** Start of Text **
Rob Law and his ride-on children’s suitcase, the Trunki, were rejected on BBC’s Dragon’s Den in 2006. Panellist Peter Jones claimed the design could be replicated in seven days. Law’s company, Magmatic, proved the panel wrong after seeing a turnover of £7m in 2013... until now.

Jones’ prophecy has come to fruition after the Trunki inventor lost a pivotal design infringement case in the Court of Appeal. Hong Kong-based PMS International (PMS), creators of Trunki-rival, the Kiddee Case, repealed a 2013 ruling that stated the company had breached Law’s design rights.

The court found that PMS had not infringed on Trunki’s community registered design (CRD) because “the overall impression created by the two designs is very different”. This latest decision, if upheld, would allow the lower-priced Kiddee Case to be sold in the EU.

The initial High Court ruling deemed that the two products were very similar in appearance and that PMS had infringed on Magmatic’s CRD, its UK unregistered design rights for the design of Trunki and its copyright associated with the packaging for Trunki. The Court of Appeal was asked to reconsider the scope of the CRD and whether the correct verdict had been given.

In 2013, the colour and surface details presented on the CRD were not considered, as they were not exhibited on the computer-aided designs submitted. However, the latest decision held this to be fundamental to the infringement case. The Trunki computer-aided designs lacked the detail required to sufficiently protect the design from copy-cat products and the Kiddee Case was judged to be sufficiently different in the impression it created to
the consumer.
** End of Text **
** Start of Listed entries **
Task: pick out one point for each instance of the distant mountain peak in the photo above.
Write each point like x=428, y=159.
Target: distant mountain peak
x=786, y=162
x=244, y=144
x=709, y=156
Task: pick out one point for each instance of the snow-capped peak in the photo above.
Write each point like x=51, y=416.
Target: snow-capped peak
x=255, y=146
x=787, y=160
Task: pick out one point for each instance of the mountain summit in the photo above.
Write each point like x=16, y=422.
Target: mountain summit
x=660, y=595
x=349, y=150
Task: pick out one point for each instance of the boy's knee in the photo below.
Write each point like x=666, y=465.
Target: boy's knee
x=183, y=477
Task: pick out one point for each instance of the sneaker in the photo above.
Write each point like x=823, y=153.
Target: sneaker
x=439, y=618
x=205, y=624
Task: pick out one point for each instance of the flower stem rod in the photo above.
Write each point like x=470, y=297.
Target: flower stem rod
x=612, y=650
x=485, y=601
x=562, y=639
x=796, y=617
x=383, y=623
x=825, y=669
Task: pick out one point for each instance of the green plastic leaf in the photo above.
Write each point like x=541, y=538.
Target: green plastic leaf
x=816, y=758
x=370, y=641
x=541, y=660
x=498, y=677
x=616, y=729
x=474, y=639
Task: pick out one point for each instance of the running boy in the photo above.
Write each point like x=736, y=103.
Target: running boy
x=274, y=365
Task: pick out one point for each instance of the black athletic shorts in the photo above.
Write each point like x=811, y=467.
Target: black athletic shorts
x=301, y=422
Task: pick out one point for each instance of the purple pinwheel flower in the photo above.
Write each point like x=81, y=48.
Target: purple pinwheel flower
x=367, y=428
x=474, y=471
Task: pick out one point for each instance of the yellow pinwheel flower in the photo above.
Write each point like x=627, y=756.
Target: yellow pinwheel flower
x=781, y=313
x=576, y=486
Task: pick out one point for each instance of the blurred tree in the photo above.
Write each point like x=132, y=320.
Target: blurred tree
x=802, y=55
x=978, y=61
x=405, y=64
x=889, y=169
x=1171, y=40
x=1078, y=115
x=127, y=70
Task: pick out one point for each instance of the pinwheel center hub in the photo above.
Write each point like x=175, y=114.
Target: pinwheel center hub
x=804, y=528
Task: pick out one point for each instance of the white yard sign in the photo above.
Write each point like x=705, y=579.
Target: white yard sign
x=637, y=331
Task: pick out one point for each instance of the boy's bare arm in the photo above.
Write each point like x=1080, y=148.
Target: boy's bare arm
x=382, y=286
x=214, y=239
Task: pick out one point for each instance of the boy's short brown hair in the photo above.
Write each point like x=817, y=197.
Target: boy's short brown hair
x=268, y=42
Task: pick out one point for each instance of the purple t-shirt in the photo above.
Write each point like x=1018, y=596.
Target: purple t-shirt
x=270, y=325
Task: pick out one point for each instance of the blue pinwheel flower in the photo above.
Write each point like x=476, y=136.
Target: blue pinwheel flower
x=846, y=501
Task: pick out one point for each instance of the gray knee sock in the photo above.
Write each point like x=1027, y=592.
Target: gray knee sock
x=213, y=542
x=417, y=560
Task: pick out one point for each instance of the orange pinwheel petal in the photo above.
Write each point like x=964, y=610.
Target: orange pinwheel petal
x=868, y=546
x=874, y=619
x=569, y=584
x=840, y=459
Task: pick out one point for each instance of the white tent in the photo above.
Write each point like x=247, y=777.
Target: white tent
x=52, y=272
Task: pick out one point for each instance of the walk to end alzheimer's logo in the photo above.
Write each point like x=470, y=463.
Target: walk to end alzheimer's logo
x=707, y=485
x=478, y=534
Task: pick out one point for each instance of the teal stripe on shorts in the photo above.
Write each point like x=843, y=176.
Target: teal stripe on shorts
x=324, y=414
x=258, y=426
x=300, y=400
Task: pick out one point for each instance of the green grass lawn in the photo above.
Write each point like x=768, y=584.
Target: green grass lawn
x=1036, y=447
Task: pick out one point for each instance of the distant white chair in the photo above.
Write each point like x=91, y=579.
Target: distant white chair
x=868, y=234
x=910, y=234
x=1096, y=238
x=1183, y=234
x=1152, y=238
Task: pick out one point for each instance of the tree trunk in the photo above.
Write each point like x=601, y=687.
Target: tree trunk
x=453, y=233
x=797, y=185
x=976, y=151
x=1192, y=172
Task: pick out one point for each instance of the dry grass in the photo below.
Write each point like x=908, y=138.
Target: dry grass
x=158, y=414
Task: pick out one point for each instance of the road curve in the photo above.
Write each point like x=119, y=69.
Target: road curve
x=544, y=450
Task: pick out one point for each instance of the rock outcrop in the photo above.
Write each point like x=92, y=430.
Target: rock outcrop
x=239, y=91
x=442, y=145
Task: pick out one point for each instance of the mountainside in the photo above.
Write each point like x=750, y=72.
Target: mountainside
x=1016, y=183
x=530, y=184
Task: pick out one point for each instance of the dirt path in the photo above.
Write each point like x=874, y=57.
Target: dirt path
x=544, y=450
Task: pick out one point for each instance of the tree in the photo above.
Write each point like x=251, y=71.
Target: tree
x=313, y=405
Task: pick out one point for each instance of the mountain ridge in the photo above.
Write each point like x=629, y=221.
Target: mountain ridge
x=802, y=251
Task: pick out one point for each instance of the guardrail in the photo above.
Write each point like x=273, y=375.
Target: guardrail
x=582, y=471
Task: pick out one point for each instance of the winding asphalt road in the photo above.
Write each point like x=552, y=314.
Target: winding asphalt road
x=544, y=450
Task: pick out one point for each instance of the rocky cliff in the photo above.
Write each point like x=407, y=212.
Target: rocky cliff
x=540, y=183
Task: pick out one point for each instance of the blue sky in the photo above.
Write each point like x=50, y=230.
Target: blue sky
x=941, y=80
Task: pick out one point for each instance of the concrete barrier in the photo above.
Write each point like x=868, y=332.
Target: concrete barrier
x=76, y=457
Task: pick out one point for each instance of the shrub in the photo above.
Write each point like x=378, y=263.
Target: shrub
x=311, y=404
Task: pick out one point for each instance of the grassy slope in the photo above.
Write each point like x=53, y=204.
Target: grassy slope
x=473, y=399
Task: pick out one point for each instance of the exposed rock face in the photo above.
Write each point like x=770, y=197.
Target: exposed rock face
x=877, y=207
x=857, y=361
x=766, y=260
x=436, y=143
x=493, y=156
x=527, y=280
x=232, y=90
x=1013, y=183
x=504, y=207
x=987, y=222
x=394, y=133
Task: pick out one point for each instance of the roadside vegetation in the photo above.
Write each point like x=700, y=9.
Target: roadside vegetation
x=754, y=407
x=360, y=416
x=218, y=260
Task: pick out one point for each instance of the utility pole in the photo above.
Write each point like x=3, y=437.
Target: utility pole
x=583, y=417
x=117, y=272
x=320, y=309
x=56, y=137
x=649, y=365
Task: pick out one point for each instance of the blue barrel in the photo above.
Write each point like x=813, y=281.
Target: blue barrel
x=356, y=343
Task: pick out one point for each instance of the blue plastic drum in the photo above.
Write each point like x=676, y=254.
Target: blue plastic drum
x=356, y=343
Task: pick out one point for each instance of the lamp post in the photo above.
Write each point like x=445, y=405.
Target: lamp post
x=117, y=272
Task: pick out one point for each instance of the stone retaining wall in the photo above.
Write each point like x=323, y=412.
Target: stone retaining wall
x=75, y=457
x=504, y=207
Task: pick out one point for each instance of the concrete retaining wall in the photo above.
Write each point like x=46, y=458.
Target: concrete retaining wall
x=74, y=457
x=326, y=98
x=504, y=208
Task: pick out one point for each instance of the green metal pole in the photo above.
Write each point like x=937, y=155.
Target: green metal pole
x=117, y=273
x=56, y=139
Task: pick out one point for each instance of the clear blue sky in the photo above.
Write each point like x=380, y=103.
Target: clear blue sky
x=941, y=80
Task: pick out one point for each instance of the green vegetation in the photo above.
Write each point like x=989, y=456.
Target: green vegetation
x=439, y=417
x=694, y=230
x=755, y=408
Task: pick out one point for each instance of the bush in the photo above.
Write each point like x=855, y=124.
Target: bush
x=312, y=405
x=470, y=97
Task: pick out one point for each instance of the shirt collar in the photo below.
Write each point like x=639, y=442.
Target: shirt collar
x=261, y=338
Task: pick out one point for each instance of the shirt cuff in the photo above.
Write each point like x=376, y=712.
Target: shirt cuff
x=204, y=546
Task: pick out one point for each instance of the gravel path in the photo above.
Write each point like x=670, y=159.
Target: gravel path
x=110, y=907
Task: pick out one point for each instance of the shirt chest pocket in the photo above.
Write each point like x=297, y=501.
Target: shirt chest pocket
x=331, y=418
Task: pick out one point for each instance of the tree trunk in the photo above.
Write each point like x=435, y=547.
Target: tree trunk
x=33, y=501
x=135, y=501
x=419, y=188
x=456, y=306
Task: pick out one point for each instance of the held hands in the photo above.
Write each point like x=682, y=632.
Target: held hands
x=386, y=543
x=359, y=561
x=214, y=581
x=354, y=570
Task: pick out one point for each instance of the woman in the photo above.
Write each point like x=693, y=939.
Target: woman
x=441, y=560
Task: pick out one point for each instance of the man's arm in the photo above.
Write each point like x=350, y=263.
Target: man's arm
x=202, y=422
** End of Listed entries **
### Work to do
1. Copy the rows exactly, from the first row through the line containing "x=825, y=669", including both ends.
2. Continue the article about the Trunki design case from where it stops.

### Expected responses
1.
Task: pick out one point for each instance of the distant mountain peak in the photo above.
Write each point like x=428, y=159.
Target: distant mountain peak
x=786, y=162
x=244, y=144
x=709, y=156
Task: pick out one point for each instance of the snow-capped peak in the photo above.
Write each point like x=51, y=416.
Target: snow-capped peak
x=255, y=146
x=787, y=160
Task: pick out one point for each instance of the mountain summit in the photo above.
Write each point like x=16, y=422.
Target: mountain summit
x=660, y=595
x=349, y=150
Task: pick out one point for each instance of the boy's knee in the photo below.
Write each point like x=666, y=465.
Target: boy's knee
x=183, y=477
Task: pick out one point for each instance of the sneaker in the photo above.
Write each point like x=823, y=153.
Target: sneaker
x=439, y=618
x=205, y=624
Task: pick out one point for each instance of the flower stem rod in the photo above.
Write each point like x=470, y=297.
Target: flower stem rod
x=612, y=650
x=485, y=601
x=562, y=639
x=796, y=617
x=383, y=623
x=825, y=669

2.
This decision has rightly caused uproar in the creative industry, as it implies that design registrations for shapes do not provide adequate protection and that others are able to bypass such rights by adding surface decoration. The addition of stripes, whiskers and eyes has transformed the Trunki design into what is now being sold as a Kiddee Case.

Law has said it is “impossible to register the infinite amount of all surface decorations applied to one shape”. With approximately 65 per cent of all CRD’s presented in a similar fashion, through computer-aided designs, the repercussion of such a case could severely impact the profitability of UK designers and inventors.

"It brings into question the protection granted by the European Design Registry, and leaves the door open for more discount copycat products flooding the market. Law and a host of celebrity supporters are urging the Supreme Court to re-examine the decision."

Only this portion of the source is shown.